DATASET EXCERPTS:
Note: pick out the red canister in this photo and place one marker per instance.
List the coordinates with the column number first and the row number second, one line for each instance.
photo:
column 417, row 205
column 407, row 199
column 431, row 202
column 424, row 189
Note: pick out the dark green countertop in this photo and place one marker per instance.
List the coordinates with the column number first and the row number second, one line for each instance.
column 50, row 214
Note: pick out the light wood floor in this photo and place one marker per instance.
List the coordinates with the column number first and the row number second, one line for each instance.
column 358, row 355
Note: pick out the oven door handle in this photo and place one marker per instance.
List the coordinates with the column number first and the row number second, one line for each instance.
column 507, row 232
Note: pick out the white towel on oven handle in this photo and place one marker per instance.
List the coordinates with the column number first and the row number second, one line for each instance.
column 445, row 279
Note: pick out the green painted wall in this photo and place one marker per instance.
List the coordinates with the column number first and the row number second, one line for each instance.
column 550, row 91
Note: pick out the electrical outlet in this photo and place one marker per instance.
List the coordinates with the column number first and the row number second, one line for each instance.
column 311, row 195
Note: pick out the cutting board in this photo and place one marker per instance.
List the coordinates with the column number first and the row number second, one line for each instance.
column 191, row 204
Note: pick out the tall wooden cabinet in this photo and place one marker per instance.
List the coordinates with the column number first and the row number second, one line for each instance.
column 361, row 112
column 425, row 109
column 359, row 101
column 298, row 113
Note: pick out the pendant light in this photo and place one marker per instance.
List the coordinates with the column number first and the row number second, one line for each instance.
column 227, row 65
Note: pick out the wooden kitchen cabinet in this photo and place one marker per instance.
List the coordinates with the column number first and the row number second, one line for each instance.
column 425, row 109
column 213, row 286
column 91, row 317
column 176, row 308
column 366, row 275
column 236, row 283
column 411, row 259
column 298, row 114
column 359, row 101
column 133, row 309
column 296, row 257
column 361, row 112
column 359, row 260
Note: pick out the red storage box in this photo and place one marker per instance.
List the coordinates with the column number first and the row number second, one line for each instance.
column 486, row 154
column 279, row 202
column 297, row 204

WHAT IS EXPECTED: Rewrite all of the entries above, swapping "marker" for "pin" wherever it occurs and leaving everything else unchanged.

TASK RESULT:
Note: pick out the red canister in this photo and place one pin per instance.
List the coordinates with the column number first and the row number second, one line for each instance.
photo:
column 417, row 205
column 407, row 199
column 431, row 202
column 424, row 189
Note: pick out the dark green countertop in this photo and place one pin per instance.
List the coordinates with the column number first and the row number second, one line for each instance.
column 50, row 214
Note: pick out the light wood floor in this photo and place one pin per instance.
List the coordinates with the column number first and the row number second, one line for each instance.
column 358, row 355
Note: pick out the oven door handle in this photo and place one pin per instance.
List the coordinates with the column number first and the row number second, one line for each instance.
column 507, row 232
Note: pick out the white towel on oven handle in this photo and place one pin per instance.
List the coordinates with the column number first and the row number second, one line for each instance.
column 445, row 279
Note: pick out the green painted wall in this photo and place one pin per instance.
List the coordinates with the column number first and the row number second, one line for each instance.
column 550, row 91
Note: pick out the electrical outlet in this photo and place one pin per instance.
List the coordinates with the column number first and the row number second, one line for each instance.
column 311, row 195
Note: pick out the cutting board in this photo and place one pin per instance.
List the coordinates with the column number first and the row number second, one line for each instance.
column 191, row 204
Note: pick out the tall wooden cabinet in this photo and place one pin per instance.
List the coordinates with the column number first and the row number second, one line for each instance.
column 361, row 112
column 425, row 109
column 359, row 101
column 298, row 113
Note: pick out the pendant light in this photo and place one pin per instance.
List the coordinates with the column number first and the row number second, one line for each instance.
column 227, row 65
Note: pick out the wooden kitchen cabinet in this photo and place one pin per instance.
List the coordinates with the column number first and the row number second, one line for each instance.
column 425, row 109
column 213, row 286
column 91, row 317
column 176, row 308
column 366, row 275
column 236, row 283
column 411, row 259
column 298, row 114
column 359, row 101
column 133, row 309
column 296, row 257
column 361, row 112
column 359, row 260
Note: pick out the red storage box in this photo and place one pin per instance.
List the coordinates with the column number first and the row number second, one line for each instance.
column 486, row 154
column 279, row 202
column 297, row 204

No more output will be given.